_ASSIGNED TASK_:
Restate each record below word for word, skipping images.
>>>
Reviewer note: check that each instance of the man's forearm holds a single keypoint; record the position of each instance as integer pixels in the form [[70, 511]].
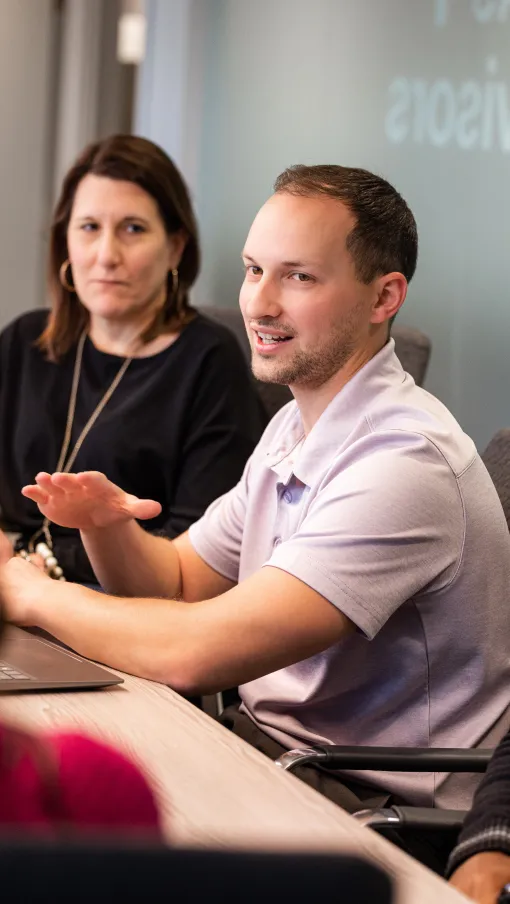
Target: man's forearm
[[149, 638], [128, 561]]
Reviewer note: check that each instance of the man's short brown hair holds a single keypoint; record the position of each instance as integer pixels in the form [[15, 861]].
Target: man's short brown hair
[[385, 237]]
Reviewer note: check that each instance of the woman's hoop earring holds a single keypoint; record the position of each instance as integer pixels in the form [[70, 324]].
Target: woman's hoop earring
[[175, 293], [175, 282], [62, 275]]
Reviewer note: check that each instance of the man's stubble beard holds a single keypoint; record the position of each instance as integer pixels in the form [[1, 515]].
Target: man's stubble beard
[[313, 369]]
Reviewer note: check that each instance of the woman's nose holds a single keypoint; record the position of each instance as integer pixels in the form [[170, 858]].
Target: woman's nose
[[108, 251]]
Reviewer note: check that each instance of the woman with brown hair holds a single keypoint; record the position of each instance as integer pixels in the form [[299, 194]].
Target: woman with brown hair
[[121, 376]]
<<<
_RESPONSE TO THE TASK_:
Reviewer note: check that each instance of the man's forearm holds a single keypoint; record the position of each instance as integer pixels in the form [[70, 511]].
Target: man's forearm
[[149, 638], [128, 561]]
Reviewer note: check that each instance of the man's short brown hair holds a single keypoint; record the position of each instance as integer pixels in the form [[15, 861]].
Target: man's short brown hair
[[385, 237]]
Reviewer note: check that each instance of the woman's hoop earring holds a single keypoint; record the position of each instance as integer pixels in the form [[70, 324]].
Target: woman's hoop earring
[[175, 293], [175, 282], [62, 275]]
Reviewer note: check that each instance of the man's stubble beard holds a single keypoint; record the position of each instance as integer pixels in the form [[1, 515]].
Target: man's stubble beard
[[313, 369]]
Reviewer note: check that each instance of the woman's nose holds a single keypoint; record the position of each instance as integer pixels in the form [[170, 858]].
Target: woman's nose
[[108, 251]]
Reviewer note: check that each instance of the woman with brown hair holds a single keypoint; record the position of each instance as integer pixels in the form [[299, 194]].
Target: woman with brown hair
[[121, 376]]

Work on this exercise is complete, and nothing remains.